WHAT THE TASK REQUIRES
Set out everything from the line containing "helmet</item>, I would be grateful." down through the line containing "M368 679L339 682L329" as a Markdown table with columns Row and Text, numbering each line in Row and omitting blank lines.

-- Start INPUT MATERIAL --

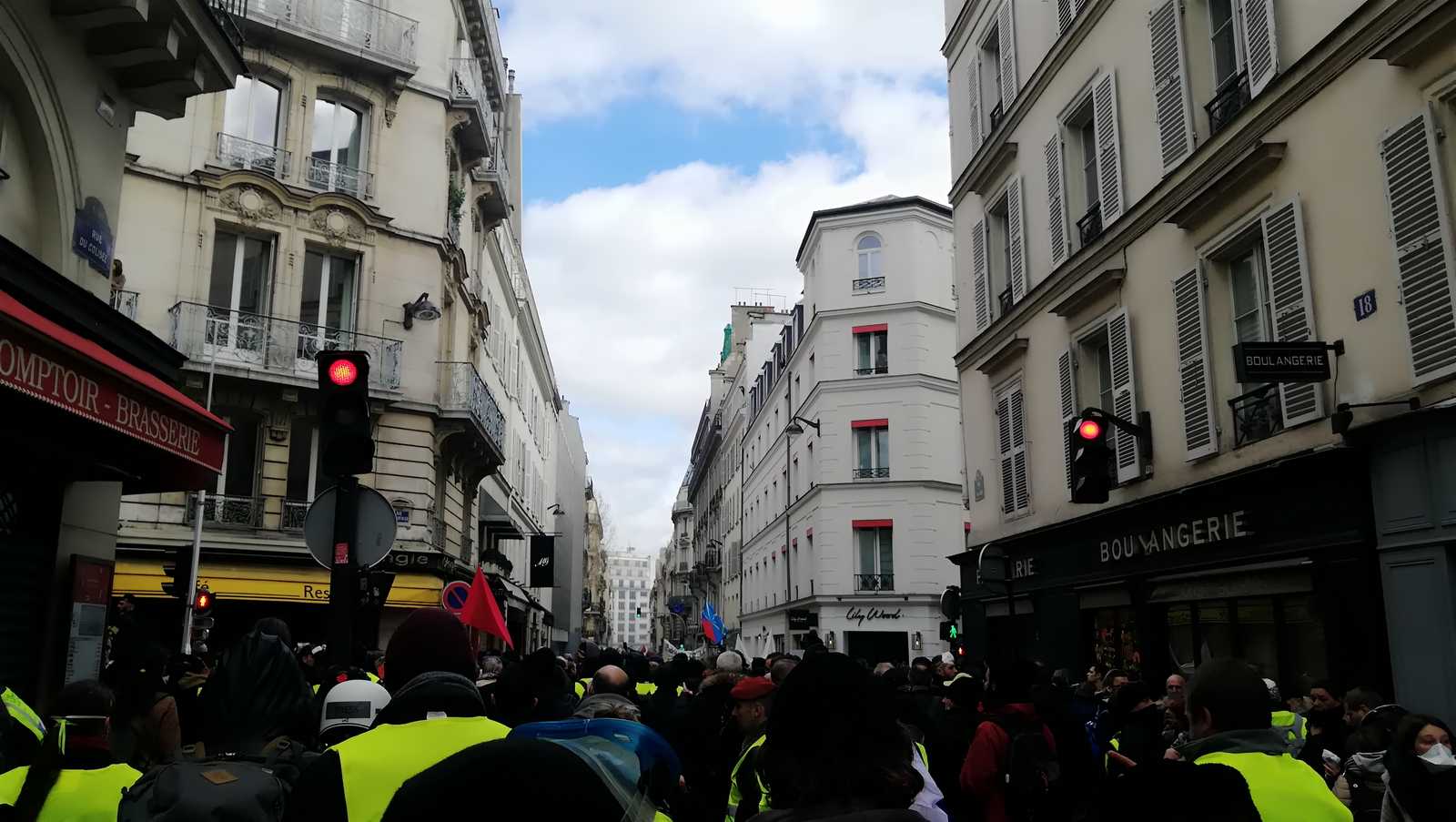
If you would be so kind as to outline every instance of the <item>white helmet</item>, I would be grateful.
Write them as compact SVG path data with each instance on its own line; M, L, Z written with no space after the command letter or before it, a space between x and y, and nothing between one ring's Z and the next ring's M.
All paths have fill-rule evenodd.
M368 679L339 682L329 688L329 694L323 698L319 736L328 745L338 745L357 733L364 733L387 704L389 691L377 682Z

-- End INPUT MATERIAL --
-- Start INPUT MATERIAL --

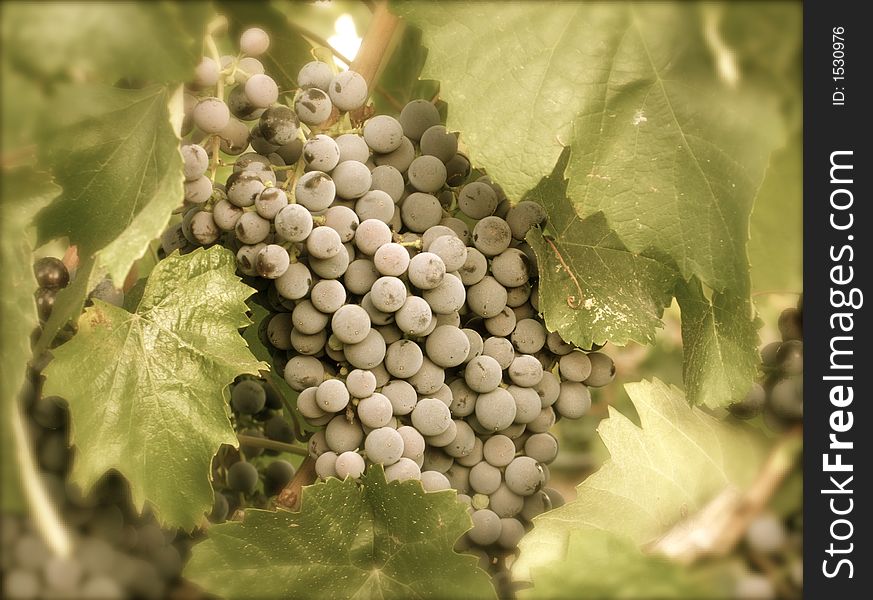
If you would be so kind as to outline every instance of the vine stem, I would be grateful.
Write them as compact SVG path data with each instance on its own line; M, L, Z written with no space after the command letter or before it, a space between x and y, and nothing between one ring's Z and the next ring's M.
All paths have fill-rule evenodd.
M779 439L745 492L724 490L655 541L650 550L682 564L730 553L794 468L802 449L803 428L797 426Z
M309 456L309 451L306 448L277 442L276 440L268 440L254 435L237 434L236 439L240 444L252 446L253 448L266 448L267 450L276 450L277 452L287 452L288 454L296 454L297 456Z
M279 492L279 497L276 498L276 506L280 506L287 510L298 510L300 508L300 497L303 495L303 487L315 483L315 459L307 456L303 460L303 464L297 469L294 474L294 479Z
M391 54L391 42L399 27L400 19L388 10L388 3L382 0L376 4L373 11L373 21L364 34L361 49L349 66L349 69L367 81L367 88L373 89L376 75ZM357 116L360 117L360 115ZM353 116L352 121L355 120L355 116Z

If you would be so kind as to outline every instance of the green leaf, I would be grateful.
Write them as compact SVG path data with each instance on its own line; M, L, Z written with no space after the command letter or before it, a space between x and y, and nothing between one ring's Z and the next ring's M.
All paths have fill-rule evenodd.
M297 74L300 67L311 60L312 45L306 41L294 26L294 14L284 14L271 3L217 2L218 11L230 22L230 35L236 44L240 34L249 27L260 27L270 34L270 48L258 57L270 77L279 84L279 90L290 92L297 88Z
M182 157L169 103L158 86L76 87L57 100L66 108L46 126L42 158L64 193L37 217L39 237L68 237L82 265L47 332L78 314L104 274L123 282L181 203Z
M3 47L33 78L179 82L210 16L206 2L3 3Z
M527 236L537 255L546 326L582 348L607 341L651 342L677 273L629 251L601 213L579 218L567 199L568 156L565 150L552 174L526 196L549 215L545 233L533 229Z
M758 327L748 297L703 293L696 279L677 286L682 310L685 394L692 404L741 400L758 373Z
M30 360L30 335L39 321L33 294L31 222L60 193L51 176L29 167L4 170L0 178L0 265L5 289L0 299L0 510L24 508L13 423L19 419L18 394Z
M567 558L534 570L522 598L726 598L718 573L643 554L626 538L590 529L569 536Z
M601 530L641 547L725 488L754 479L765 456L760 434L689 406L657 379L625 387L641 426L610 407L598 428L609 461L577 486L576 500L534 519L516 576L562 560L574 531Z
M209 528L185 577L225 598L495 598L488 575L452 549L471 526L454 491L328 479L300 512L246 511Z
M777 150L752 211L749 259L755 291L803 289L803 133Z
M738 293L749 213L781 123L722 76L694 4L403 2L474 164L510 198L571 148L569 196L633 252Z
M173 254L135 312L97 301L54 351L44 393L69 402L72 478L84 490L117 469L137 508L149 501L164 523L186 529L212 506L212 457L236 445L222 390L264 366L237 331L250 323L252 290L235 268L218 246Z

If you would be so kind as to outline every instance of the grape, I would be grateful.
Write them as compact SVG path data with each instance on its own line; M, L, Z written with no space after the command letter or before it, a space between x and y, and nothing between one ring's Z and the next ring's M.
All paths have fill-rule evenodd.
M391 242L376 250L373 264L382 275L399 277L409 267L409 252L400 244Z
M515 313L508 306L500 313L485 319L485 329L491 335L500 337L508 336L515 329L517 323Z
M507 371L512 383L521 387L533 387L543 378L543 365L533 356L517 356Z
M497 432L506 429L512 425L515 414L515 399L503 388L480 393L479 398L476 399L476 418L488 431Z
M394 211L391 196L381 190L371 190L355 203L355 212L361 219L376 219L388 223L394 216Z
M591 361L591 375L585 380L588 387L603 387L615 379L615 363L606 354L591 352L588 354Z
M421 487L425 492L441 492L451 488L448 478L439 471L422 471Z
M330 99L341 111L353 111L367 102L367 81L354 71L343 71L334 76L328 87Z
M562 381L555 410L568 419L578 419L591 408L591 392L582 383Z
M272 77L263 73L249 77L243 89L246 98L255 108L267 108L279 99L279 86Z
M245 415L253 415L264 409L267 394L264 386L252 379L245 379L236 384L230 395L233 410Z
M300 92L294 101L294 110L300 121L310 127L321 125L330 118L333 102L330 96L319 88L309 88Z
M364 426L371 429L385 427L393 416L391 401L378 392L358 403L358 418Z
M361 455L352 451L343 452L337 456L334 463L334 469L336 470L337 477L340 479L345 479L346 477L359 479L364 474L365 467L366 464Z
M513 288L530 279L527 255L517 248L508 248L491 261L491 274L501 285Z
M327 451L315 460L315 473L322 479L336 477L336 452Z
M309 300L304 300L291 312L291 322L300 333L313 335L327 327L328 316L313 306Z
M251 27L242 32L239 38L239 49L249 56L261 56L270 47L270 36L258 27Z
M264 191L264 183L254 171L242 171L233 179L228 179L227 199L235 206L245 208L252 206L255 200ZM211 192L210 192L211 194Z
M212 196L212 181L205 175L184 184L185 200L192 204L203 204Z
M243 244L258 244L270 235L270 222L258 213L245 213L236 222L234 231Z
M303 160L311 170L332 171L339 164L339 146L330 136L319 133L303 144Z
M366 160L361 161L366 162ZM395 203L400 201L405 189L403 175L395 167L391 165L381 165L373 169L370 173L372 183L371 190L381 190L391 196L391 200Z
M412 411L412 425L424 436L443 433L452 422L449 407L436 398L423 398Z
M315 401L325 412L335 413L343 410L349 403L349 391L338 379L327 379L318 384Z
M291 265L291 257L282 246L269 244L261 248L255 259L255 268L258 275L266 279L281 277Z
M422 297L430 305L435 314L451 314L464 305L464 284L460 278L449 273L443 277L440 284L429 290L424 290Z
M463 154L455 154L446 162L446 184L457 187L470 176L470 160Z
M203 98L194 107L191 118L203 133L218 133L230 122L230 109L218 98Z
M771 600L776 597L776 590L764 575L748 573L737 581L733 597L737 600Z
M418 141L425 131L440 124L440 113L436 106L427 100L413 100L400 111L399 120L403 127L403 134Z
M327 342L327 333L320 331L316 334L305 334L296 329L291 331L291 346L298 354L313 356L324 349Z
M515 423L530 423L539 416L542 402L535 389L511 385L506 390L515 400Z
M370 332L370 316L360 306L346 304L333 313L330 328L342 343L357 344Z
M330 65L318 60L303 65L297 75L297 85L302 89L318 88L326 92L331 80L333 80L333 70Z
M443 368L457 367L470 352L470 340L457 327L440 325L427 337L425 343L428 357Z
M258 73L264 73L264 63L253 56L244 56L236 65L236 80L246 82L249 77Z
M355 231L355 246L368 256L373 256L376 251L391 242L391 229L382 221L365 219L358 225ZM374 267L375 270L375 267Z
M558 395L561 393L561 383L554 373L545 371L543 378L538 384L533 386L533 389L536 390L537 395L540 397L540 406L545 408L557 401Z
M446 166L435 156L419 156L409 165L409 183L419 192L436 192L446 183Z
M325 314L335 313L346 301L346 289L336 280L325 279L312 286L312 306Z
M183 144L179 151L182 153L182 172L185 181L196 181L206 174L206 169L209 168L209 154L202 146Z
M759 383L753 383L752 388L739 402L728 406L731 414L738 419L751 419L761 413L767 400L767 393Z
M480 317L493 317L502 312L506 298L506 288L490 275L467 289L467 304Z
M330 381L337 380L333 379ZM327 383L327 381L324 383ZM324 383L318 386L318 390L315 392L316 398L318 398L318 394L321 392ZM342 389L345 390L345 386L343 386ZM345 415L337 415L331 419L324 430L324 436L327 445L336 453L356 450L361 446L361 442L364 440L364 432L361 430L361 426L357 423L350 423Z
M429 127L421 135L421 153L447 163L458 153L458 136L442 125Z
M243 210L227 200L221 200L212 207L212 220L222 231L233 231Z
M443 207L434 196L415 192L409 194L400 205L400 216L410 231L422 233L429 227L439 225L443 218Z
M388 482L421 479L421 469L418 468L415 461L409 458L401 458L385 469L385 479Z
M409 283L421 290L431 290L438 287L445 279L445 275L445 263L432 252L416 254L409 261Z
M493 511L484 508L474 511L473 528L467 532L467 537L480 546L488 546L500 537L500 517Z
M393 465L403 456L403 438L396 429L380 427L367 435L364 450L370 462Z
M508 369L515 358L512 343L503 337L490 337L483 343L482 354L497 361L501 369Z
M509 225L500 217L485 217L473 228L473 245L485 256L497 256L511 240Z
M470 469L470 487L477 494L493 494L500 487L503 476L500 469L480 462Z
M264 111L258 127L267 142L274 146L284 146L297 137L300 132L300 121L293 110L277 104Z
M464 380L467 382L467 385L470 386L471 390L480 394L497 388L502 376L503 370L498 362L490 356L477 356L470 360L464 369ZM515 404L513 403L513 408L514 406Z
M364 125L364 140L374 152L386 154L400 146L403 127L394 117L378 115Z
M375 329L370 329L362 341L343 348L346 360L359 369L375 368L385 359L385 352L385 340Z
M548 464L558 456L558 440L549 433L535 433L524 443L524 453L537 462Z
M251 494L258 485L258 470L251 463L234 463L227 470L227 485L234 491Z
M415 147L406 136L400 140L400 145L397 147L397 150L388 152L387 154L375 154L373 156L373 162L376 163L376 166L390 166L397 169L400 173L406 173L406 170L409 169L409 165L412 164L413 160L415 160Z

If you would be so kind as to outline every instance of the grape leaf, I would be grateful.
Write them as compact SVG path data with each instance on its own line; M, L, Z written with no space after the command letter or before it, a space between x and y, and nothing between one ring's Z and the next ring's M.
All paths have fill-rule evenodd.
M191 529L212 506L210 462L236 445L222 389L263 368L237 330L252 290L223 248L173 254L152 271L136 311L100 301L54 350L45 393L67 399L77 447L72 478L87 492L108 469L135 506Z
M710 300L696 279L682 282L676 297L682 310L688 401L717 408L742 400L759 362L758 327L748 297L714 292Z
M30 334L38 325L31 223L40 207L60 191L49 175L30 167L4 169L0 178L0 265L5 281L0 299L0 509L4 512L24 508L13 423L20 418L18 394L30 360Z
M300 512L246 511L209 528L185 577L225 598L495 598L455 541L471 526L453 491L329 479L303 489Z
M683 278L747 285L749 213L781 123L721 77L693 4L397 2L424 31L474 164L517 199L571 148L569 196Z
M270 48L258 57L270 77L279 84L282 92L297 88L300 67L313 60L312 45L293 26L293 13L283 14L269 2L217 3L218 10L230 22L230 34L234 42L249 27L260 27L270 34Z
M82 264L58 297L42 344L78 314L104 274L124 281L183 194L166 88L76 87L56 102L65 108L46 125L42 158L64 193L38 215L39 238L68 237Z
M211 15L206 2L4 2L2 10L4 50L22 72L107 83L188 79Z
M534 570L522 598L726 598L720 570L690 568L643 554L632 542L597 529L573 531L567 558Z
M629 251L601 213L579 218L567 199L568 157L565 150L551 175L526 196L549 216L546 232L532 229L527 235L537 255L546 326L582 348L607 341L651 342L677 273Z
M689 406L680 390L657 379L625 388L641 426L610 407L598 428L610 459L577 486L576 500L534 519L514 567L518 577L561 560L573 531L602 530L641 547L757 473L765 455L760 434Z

-- End INPUT MATERIAL --
-- Start INPUT MATERIAL --

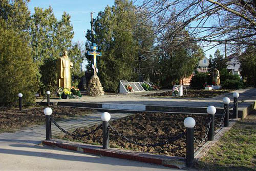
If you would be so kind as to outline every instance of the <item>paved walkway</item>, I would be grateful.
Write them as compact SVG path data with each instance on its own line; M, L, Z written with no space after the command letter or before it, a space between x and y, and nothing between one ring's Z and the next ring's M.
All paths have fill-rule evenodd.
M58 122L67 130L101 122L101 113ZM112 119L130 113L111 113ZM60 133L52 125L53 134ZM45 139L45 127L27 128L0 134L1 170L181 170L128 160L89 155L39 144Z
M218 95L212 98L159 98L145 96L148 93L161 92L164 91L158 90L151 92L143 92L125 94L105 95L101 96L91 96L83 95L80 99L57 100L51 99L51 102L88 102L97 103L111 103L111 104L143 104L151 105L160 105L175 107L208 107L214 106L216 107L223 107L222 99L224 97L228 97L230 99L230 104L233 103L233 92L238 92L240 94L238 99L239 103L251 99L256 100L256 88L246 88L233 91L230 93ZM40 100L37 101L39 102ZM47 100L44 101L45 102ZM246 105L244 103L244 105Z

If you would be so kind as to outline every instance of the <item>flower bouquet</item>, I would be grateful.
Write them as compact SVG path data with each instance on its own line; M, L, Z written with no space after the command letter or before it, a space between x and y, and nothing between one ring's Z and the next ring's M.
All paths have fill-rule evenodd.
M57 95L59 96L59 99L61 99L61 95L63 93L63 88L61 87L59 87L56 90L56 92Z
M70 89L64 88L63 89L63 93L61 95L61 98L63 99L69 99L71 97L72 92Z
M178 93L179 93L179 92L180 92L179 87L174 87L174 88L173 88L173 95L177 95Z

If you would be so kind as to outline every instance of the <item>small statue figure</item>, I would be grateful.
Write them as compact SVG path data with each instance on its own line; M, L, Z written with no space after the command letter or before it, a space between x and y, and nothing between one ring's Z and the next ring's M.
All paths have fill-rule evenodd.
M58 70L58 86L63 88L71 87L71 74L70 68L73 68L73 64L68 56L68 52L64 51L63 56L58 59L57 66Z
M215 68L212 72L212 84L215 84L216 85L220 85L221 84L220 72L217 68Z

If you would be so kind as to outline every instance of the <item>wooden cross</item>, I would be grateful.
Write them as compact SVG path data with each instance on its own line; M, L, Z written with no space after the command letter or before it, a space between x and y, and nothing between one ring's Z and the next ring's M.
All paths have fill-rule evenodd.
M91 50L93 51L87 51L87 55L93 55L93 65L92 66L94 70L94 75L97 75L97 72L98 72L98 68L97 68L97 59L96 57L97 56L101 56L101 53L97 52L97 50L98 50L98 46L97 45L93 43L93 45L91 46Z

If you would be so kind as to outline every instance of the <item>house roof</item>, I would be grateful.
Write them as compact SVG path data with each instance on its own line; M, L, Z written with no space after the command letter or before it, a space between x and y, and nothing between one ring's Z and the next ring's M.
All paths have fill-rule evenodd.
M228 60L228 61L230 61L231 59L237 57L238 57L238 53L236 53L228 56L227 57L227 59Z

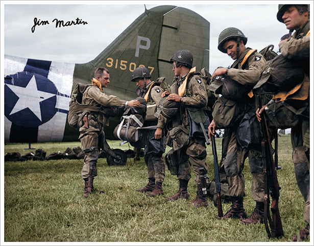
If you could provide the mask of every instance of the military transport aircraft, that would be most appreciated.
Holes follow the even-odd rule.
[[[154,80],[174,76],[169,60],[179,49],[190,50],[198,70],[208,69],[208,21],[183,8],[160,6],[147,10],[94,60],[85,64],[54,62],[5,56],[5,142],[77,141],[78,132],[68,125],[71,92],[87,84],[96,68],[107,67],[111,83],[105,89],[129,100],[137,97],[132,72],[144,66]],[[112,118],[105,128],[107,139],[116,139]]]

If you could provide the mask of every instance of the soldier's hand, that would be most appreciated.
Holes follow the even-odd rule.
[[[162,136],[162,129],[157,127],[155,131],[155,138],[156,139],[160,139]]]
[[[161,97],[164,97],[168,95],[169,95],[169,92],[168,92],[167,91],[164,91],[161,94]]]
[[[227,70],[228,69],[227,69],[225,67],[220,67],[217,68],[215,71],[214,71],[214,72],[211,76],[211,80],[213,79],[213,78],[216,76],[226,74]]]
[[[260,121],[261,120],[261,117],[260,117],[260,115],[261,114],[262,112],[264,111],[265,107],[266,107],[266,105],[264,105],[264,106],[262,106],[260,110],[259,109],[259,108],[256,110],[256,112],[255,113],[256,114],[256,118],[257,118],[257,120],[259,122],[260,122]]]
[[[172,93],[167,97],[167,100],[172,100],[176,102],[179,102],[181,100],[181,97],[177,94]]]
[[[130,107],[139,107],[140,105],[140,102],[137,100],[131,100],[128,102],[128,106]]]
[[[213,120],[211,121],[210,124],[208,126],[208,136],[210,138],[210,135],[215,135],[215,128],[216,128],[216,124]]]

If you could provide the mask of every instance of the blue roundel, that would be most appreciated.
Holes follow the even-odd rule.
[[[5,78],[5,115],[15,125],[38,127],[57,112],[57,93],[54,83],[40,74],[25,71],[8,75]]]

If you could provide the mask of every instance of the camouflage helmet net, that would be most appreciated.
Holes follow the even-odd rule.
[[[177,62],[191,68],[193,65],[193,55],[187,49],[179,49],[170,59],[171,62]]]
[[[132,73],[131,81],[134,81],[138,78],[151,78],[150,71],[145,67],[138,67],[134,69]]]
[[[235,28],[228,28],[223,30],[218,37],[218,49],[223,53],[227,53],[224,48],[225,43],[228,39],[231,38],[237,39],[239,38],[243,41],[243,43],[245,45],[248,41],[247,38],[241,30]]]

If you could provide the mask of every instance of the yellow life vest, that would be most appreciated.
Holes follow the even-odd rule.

-- End INPUT MATERIAL --

RESULT FOR THIS TASK
| Row | Text |
|---|---|
| 1 | If you would be so kind as to outline every instance of the <item>white helmet</item>, I would be grateful. |
| 2 | Write them as compact SVG path data with each instance on its own line; M, L, Z written with no space after the command letter or before it, a space between x and y, and nothing between one ring's Z and the next ring's M. |
| 3 | All paths have fill-rule evenodd. |
| 4 | M368 679L339 682L329 688L329 694L323 698L319 736L328 745L338 745L357 733L364 733L387 704L389 691L377 682Z |